**Extracted data:**
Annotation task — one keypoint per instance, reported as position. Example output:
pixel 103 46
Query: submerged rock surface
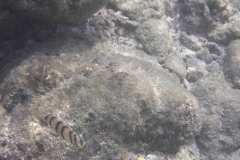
pixel 57 11
pixel 119 98
pixel 135 82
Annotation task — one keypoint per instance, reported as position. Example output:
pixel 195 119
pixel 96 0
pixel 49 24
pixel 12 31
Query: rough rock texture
pixel 232 63
pixel 122 99
pixel 55 10
pixel 219 105
pixel 101 79
pixel 140 10
pixel 177 65
pixel 202 16
pixel 227 32
pixel 155 37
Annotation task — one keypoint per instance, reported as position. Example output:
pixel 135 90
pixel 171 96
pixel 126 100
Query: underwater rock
pixel 205 15
pixel 177 65
pixel 219 105
pixel 127 101
pixel 155 37
pixel 228 32
pixel 57 11
pixel 232 63
pixel 140 10
pixel 190 42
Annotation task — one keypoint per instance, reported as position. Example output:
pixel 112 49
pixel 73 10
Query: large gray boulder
pixel 55 10
pixel 219 105
pixel 123 99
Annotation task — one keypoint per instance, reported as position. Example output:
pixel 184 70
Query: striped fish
pixel 64 131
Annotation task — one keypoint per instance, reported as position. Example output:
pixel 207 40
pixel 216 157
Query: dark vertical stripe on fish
pixel 75 139
pixel 71 136
pixel 63 131
pixel 81 141
pixel 47 117
pixel 58 125
pixel 50 121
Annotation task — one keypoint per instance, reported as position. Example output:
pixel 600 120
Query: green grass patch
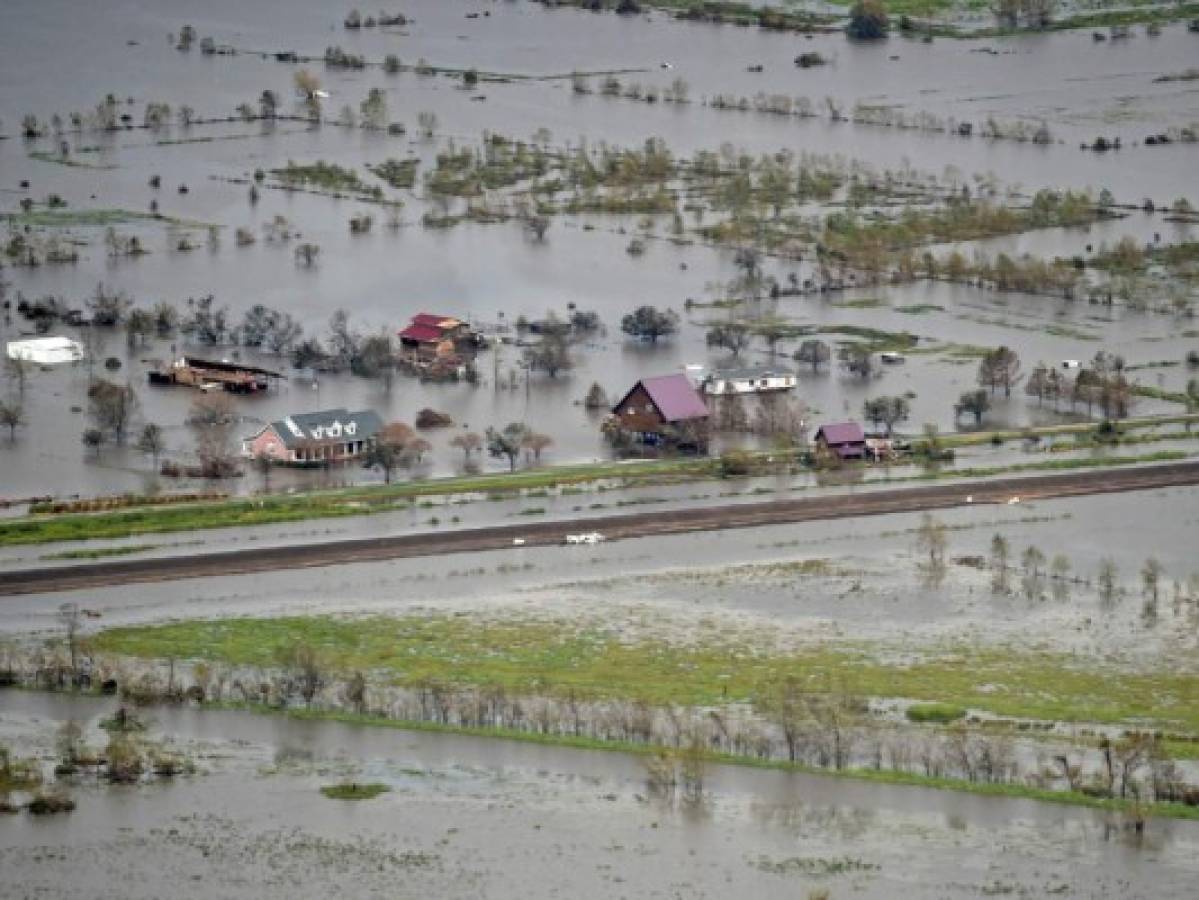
pixel 874 339
pixel 101 551
pixel 589 660
pixel 351 791
pixel 940 713
pixel 91 218
pixel 325 505
pixel 73 162
pixel 1016 791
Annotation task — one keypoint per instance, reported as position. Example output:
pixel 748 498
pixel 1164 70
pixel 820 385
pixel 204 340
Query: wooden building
pixel 845 440
pixel 315 438
pixel 661 408
pixel 752 380
pixel 212 374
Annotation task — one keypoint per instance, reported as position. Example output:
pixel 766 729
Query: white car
pixel 589 537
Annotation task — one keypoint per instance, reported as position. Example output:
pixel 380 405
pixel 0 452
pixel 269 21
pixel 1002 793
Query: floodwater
pixel 737 583
pixel 493 273
pixel 470 817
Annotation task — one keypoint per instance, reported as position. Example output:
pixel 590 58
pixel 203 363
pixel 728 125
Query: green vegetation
pixel 940 713
pixel 101 551
pixel 353 791
pixel 324 505
pixel 379 499
pixel 988 789
pixel 82 218
pixel 588 660
pixel 47 157
pixel 397 173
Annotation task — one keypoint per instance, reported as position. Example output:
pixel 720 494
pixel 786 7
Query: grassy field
pixel 377 499
pixel 591 662
pixel 335 503
pixel 1016 791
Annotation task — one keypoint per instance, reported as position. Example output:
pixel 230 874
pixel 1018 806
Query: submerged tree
pixel 650 322
pixel 813 352
pixel 867 20
pixel 507 444
pixel 112 408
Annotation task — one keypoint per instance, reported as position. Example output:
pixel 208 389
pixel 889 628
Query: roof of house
pixel 422 333
pixel 842 433
pixel 46 351
pixel 327 426
pixel 437 321
pixel 220 366
pixel 674 396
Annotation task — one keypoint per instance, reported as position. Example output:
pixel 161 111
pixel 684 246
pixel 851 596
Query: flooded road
pixel 469 817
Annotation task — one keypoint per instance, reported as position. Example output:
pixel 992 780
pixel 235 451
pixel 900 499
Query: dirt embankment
pixel 779 512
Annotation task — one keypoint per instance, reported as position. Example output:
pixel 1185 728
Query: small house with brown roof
pixel 660 408
pixel 845 440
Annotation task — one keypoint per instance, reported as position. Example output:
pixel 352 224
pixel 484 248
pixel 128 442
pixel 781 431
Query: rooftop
pixel 675 397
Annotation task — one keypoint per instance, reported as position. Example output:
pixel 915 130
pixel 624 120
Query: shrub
pixel 350 791
pixel 867 20
pixel 734 464
pixel 432 418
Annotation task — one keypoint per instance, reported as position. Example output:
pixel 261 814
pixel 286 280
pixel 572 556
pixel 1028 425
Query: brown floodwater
pixel 484 271
pixel 474 817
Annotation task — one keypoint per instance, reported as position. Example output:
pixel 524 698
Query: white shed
pixel 748 381
pixel 46 351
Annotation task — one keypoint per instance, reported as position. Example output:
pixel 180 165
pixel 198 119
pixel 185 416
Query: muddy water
pixel 487 271
pixel 680 586
pixel 469 817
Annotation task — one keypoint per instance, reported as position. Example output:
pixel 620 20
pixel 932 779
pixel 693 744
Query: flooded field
pixel 578 823
pixel 995 236
pixel 495 273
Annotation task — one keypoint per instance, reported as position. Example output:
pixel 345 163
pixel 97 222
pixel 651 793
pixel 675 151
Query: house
pixel 315 438
pixel 657 408
pixel 46 351
pixel 210 374
pixel 433 334
pixel 842 439
pixel 748 381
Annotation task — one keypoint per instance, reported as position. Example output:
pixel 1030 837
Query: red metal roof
pixel 432 319
pixel 421 333
pixel 675 397
pixel 842 433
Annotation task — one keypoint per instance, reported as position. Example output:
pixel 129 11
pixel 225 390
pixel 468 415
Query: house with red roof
pixel 662 408
pixel 845 440
pixel 433 334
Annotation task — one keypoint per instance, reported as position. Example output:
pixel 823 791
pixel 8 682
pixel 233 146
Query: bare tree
pixel 932 542
pixel 18 372
pixel 302 664
pixel 814 354
pixel 12 414
pixel 1150 580
pixel 468 442
pixel 535 442
pixel 112 408
pixel 151 441
pixel 71 620
pixel 1108 581
pixel 999 555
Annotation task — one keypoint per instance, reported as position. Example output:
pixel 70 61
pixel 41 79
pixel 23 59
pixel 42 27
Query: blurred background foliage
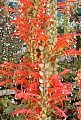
pixel 12 49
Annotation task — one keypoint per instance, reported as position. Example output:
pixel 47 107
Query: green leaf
pixel 9 109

**Assigned task:**
The complete listing must be transcribed verbatim, and all pictures are to be omitted.

**Written answer:**
Annotation task — one keypoint per instance, reported as position. Example output:
pixel 103 46
Query: submerged rock surface
pixel 57 11
pixel 119 98
pixel 135 82
Annotation task — one keypoint per instance, reported as position. Example output:
pixel 195 119
pixel 96 0
pixel 49 24
pixel 12 31
Query: rough rock texture
pixel 232 63
pixel 122 99
pixel 55 10
pixel 219 105
pixel 101 79
pixel 140 10
pixel 177 65
pixel 202 16
pixel 227 32
pixel 155 37
Annotation task — one keypoint per instance, reported as position. Example output:
pixel 135 90
pixel 171 96
pixel 126 100
Query: underwater rock
pixel 205 15
pixel 177 65
pixel 219 105
pixel 127 101
pixel 155 37
pixel 228 32
pixel 57 11
pixel 232 63
pixel 140 10
pixel 190 42
Annotation task — one keypoint per instance, reported as position. Example output:
pixel 112 49
pixel 73 10
Query: large gray boulder
pixel 55 10
pixel 219 105
pixel 123 99
Annotation task — one keypoint per instance, reported as position. Example output:
pixel 184 70
Query: striped fish
pixel 64 131
Annotation task — one keypoint per instance, reported as position. Example output:
pixel 207 40
pixel 216 157
Query: dark vertical stripe on fish
pixel 75 139
pixel 71 136
pixel 63 131
pixel 81 141
pixel 47 117
pixel 58 125
pixel 50 121
Annotation task — one keypoint per instance, reported as position. Example output:
pixel 600 120
Query: green grass patch
pixel 874 339
pixel 101 551
pixel 589 660
pixel 351 791
pixel 940 713
pixel 91 218
pixel 325 505
pixel 73 162
pixel 1016 791
Annotation task — one keypoint per instance, reported as position. Example output:
pixel 748 498
pixel 1164 70
pixel 820 385
pixel 204 340
Query: wooden building
pixel 845 440
pixel 315 438
pixel 661 408
pixel 752 380
pixel 212 374
Annotation task — one keypoint per instance, reported as position. Example output:
pixel 766 729
Query: white car
pixel 589 537
Annotation task — one keypoint per instance, reported as position. Example output:
pixel 380 405
pixel 0 452
pixel 269 21
pixel 1002 793
Query: floodwater
pixel 737 583
pixel 493 273
pixel 470 817
Annotation task — one keypoint per instance, reported as position. Example output:
pixel 590 58
pixel 203 363
pixel 728 125
Query: green vegetation
pixel 940 713
pixel 101 551
pixel 353 791
pixel 324 505
pixel 379 499
pixel 988 789
pixel 82 218
pixel 588 660
pixel 47 157
pixel 397 173
Annotation task — one keypoint per instance, reported as position. Example output:
pixel 720 494
pixel 786 7
Query: grassy field
pixel 377 499
pixel 591 662
pixel 335 503
pixel 1016 791
Annotation task — one keypoint per instance, reported as position. Example output:
pixel 230 874
pixel 1018 806
Query: submerged tree
pixel 650 322
pixel 813 352
pixel 867 20
pixel 507 444
pixel 112 408
Annotation task — one keypoint per instance, reported as position. Example output:
pixel 208 389
pixel 889 628
Query: roof of house
pixel 422 333
pixel 842 433
pixel 46 351
pixel 327 426
pixel 437 321
pixel 220 366
pixel 674 396
Annotation task — one keypoint per instance, reported as position. Example output:
pixel 161 111
pixel 684 246
pixel 851 596
Query: flooded road
pixel 469 817
Annotation task — one keypoint per instance, reported as position. Example output:
pixel 992 780
pixel 235 451
pixel 900 499
Query: dirt embankment
pixel 779 512
Annotation task — one keypoint per instance, reported as position. Example output:
pixel 1185 728
Query: small house with brown roof
pixel 660 408
pixel 845 440
Annotation task — one keypoint per instance, reported as position. Example output:
pixel 352 224
pixel 484 248
pixel 128 442
pixel 781 431
Query: rooftop
pixel 675 397
Annotation task — one keypoint per instance, reported as position. Example output:
pixel 915 130
pixel 624 120
Query: shrub
pixel 350 791
pixel 867 20
pixel 734 464
pixel 432 418
Annotation task — one keypoint per instance, reported as position. Example output:
pixel 261 814
pixel 286 280
pixel 572 556
pixel 1028 425
Query: brown floodwater
pixel 484 271
pixel 474 817
Annotation task — one keypoint per instance, reported as position. Example output:
pixel 524 698
Query: white shed
pixel 748 381
pixel 46 351
Annotation task — one keypoint per instance, reported as position. Example output:
pixel 180 165
pixel 198 119
pixel 185 416
Query: muddy water
pixel 487 271
pixel 680 586
pixel 469 817
Annotation task — one keypoint per instance, reported as position. Example output:
pixel 620 20
pixel 932 779
pixel 693 744
Query: flooded field
pixel 578 823
pixel 995 236
pixel 495 273
Annotation task — one keypoint per instance, reported as position. Example output:
pixel 345 163
pixel 97 222
pixel 651 793
pixel 675 151
Query: house
pixel 315 438
pixel 657 408
pixel 46 351
pixel 210 374
pixel 433 334
pixel 842 439
pixel 748 381
Annotation task — one keypoint per instance, reported as position. Example output:
pixel 1030 837
Query: red metal roof
pixel 432 319
pixel 421 333
pixel 675 397
pixel 842 433
Annotation task — one keypoint per instance, reported as position. Example output:
pixel 129 11
pixel 225 390
pixel 468 415
Query: house with red roof
pixel 662 408
pixel 845 440
pixel 433 334
Annotation task — one keypoint per instance, reported as position. Example output:
pixel 823 791
pixel 8 682
pixel 233 146
Query: bare tree
pixel 932 542
pixel 18 372
pixel 302 664
pixel 814 354
pixel 12 414
pixel 1150 580
pixel 468 442
pixel 535 442
pixel 112 408
pixel 151 441
pixel 71 620
pixel 1108 581
pixel 999 555
Annotation task — one keypoint per instance, reported as position. Example output:
pixel 70 61
pixel 41 79
pixel 23 59
pixel 42 27
Query: blurred background foliage
pixel 12 49
Annotation task — one keypoint per instance, reported as position. Example output:
pixel 47 107
Query: green leaf
pixel 9 109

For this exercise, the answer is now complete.